**BRIEF**
Repeat the records below exactly.

* start SUPPLIED INFORMATION *

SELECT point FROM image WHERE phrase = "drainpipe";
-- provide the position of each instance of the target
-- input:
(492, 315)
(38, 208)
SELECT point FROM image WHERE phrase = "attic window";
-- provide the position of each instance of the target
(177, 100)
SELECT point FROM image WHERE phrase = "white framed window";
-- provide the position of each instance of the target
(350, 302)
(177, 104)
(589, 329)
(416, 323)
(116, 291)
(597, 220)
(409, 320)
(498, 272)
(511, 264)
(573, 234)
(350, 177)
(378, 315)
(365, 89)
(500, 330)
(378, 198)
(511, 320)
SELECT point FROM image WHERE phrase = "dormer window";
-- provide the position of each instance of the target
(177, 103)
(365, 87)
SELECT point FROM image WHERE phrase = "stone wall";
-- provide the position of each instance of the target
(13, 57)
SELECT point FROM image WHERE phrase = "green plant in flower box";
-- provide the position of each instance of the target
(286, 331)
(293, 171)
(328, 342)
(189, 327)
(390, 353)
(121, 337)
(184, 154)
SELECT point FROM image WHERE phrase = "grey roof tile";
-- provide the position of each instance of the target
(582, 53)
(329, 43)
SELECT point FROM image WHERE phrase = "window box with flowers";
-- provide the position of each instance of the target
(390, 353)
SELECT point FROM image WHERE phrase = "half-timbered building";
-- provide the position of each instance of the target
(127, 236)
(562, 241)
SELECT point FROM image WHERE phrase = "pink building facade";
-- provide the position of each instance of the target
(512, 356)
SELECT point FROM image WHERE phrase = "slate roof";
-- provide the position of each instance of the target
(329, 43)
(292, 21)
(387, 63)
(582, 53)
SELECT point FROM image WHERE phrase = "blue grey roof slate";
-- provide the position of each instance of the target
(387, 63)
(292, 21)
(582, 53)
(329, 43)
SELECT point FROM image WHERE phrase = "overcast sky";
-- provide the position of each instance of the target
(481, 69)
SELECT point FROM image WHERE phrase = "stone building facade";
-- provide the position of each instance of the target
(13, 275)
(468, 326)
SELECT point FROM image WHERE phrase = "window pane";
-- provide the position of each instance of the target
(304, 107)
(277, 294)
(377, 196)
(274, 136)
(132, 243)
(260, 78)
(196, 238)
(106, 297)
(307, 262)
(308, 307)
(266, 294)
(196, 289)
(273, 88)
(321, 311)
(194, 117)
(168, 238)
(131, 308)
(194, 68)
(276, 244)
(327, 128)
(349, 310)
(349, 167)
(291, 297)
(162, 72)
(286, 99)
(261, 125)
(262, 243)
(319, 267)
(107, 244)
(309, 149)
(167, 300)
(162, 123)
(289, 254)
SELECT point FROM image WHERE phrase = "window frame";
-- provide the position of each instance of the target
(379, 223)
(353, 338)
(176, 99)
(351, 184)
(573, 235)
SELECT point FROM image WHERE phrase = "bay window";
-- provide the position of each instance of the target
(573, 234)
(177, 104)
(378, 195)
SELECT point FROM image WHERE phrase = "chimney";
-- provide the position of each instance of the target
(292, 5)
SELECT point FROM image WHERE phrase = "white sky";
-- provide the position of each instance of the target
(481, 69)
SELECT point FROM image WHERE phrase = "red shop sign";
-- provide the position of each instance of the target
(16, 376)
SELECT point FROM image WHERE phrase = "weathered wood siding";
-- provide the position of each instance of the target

* end SUPPLIED INFORMATION *

**COMPLETE OUTPUT**
SELECT point FROM image WHERE phrase = "drainpipe";
-- provide the position of each instance of the target
-- input:
(492, 315)
(38, 208)
SELECT point FROM image WHERE phrase = "attic window";
-- provide the position of each instance of the target
(177, 100)
SELECT point FROM image WHERE phrase = "white framed window";
-- provide the position of each instance of the target
(350, 302)
(177, 104)
(589, 329)
(416, 323)
(116, 291)
(597, 220)
(409, 320)
(498, 272)
(511, 264)
(573, 234)
(350, 177)
(378, 315)
(365, 89)
(500, 330)
(378, 198)
(511, 320)
SELECT point FROM image WHERE phrase = "dormer window";
-- provide the position of each instance of the target
(177, 103)
(365, 87)
SELECT point FROM image WHERE phrase = "stone wall";
-- provide the position of each instance of the target
(13, 57)
SELECT point FROM image WHERE phrase = "green plant in flower box";
-- provide the position of each instance of the target
(286, 331)
(293, 171)
(328, 342)
(189, 327)
(390, 353)
(121, 337)
(184, 154)
SELECT point FROM image WHERE phrase = "grey roof tile";
-- provide the position of each instance of the target
(582, 53)
(329, 43)
SELECT point FROM image WHERE phrase = "window box with flowers";
-- provide the position of each instance of the target
(390, 353)
SELECT point FROM image WHERE phrase = "half-timbered building";
-- provide the position of each instance of the target
(127, 236)
(562, 241)
SELECT point FROM image WHERE phrase = "pink building facade";
-- provide the position of each instance of the target
(512, 356)
SELECT point FROM image WHERE phrase = "slate roof";
-- provide the position of each instance of the target
(329, 43)
(292, 21)
(387, 63)
(582, 53)
SELECT point FROM image WHERE phrase = "blue grey roof slate";
-- provide the position of each instance of the target
(387, 63)
(292, 21)
(582, 53)
(329, 43)
SELECT point FROM image WHERE phrase = "overcast sky";
-- provide the position of each instance of the target
(481, 69)
SELECT point FROM image WHERE phrase = "stone building facade";
-- provide the position of each instance of the target
(13, 275)
(468, 326)
SELECT point FROM image WHERE phrase = "window pane";
-- provide the position of each instance of the target
(304, 107)
(277, 294)
(377, 196)
(274, 136)
(132, 243)
(260, 78)
(196, 238)
(106, 297)
(307, 262)
(308, 307)
(266, 294)
(196, 289)
(273, 88)
(321, 311)
(194, 117)
(168, 238)
(131, 308)
(194, 68)
(276, 244)
(327, 128)
(349, 310)
(349, 167)
(291, 297)
(162, 72)
(286, 99)
(261, 125)
(262, 243)
(319, 267)
(107, 244)
(309, 149)
(167, 300)
(162, 123)
(289, 254)
SELECT point FROM image WHERE phrase = "window frame";
-- provide the position of each instance of the target
(379, 223)
(353, 338)
(176, 99)
(351, 184)
(573, 235)
SELECT point FROM image WHERE phrase = "bay window";
-- provide the position of each instance of the target
(573, 234)
(177, 104)
(378, 195)
SELECT point FROM image WHERE phrase = "chimney";
-- provide the position of each instance of the target
(292, 5)
SELECT point FROM image WHERE phrase = "white sky";
-- provide the position of each instance of the target
(481, 69)
SELECT point FROM image WHERE phrase = "red shop sign";
-- provide the position of each instance of the target
(16, 376)
SELECT point FROM image WHERE phrase = "weathered wood siding";
-- provide the position of each instance of the target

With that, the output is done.